══ Excerpted text

Filing for trademark protection with the USPTO

Category: trademarks

Filing for trademark protection with the USPTO


If you read last week’s entry, then you have a better understanding of what a trademark is, and how trademarks are evaluated for their “strength.”  Assuming, then, that a business owner has a trademark that is distinctive of the underlying goods or services, a good next step is to obtain protection for that mark. 

Protection ensures that the trademark owner can prevent others from using the same mark to identify similar goods in commerce.  Trademark law seeks to protect consumers from being confused as to the source of the goods or services offered for sale, this is one reason that trademark law disfavors two companies selling similar goods or services, using the same name.  Only one Nike is allowed for shoes, for example. Consumers need to be able to rely on the brand name as an indicator of source and quality, and in this way, consumers can count on their prior experiences in selecting brands, and thus they can make meaningful purchase choices.

So how does a trademark owner obtain protection for his/her mark? 

At common law, protection for a mark begins with use in commerce.  In a straightforward analysis, “use in commerce” can be determined by the day on which a business owner sells its first product, under the trademark name, to a consumer.  (The “use” analysis isn’t quite this simple, and there are a few other ways of determining use, but generally, the preceding sentence conveys the basic idea.) 

So, for example, back to the soap owner from last week’s blog post, who is selling her soap products under the mark, FLUBO … she will be able to claim a date of first use on the day in which she sells her first bar of FLUBO soap to a customer.

At common  law, the business owner will receive exclusive rights to sell his/her products or services under the trademark in the geographic region in which he/she is selling those products or services. 

If the sales occur within a certain county in a certain state, then the trademark rights begin to accrue there.  If the business owner expands his/her operations to go statewide, then common law rights will follow and provide exclusivity to the brand in association with the underlying goods/services.  If the business owner expands beyond his/her initial state borders and begins selling those goods/services in additional states, the common law rights will continue to follow and serve to expand the zone of protection afforded to the business owner’s trademark.  So, for example, if FLUBO is sold in four states, then the business owner will likely*  have exclusive trademark rights to sell soap products under the FLUBO name, and thus, no other business can use FLUBO to sell soap products.

════

-- What you will do --
Reproduce the trademark filing text word for word, from "So, for example, back" to "products or services.", including both ends. The records come from a separate source.

══ Supplied records

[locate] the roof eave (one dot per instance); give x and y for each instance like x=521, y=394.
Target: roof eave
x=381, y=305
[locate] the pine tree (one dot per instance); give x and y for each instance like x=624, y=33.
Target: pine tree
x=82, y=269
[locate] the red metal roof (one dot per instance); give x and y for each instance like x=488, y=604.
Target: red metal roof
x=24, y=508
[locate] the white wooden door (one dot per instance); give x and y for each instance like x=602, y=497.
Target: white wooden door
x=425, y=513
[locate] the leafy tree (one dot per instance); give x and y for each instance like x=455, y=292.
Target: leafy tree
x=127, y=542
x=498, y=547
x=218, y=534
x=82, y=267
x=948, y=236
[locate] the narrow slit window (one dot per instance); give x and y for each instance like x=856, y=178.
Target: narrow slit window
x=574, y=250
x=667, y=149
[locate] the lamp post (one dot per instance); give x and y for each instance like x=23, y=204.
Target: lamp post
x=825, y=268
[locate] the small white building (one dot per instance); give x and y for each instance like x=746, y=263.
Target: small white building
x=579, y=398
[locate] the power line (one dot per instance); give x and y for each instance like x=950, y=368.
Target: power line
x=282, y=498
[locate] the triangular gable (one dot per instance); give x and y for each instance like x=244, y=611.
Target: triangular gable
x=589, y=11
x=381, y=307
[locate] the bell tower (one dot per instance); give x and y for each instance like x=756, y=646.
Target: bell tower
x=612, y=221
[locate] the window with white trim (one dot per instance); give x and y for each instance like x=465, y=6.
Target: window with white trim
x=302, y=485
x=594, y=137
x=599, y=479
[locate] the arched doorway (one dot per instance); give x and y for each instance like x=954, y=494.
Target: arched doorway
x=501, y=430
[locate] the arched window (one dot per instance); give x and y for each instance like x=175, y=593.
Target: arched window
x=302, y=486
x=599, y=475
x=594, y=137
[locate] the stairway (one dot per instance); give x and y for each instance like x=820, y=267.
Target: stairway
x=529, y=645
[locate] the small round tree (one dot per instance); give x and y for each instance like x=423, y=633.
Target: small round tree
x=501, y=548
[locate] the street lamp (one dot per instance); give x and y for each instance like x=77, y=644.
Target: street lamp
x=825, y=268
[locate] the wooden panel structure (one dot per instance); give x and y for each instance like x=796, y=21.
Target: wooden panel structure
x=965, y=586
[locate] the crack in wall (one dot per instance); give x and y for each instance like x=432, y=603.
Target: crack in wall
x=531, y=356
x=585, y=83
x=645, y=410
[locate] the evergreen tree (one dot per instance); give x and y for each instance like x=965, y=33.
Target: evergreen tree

════

-- Solution below --
So, for example, back to the soap owner from last week’s blog post, who is selling her soap products under the mark, FLUBO … she will be able to claim a date of first use on the day in which she sells her first bar of FLUBO soap to a customer.

At common  law, the business owner will receive exclusive rights to sell his/her products or services under the trademark in the geographic region in which he/she is selling those products or services.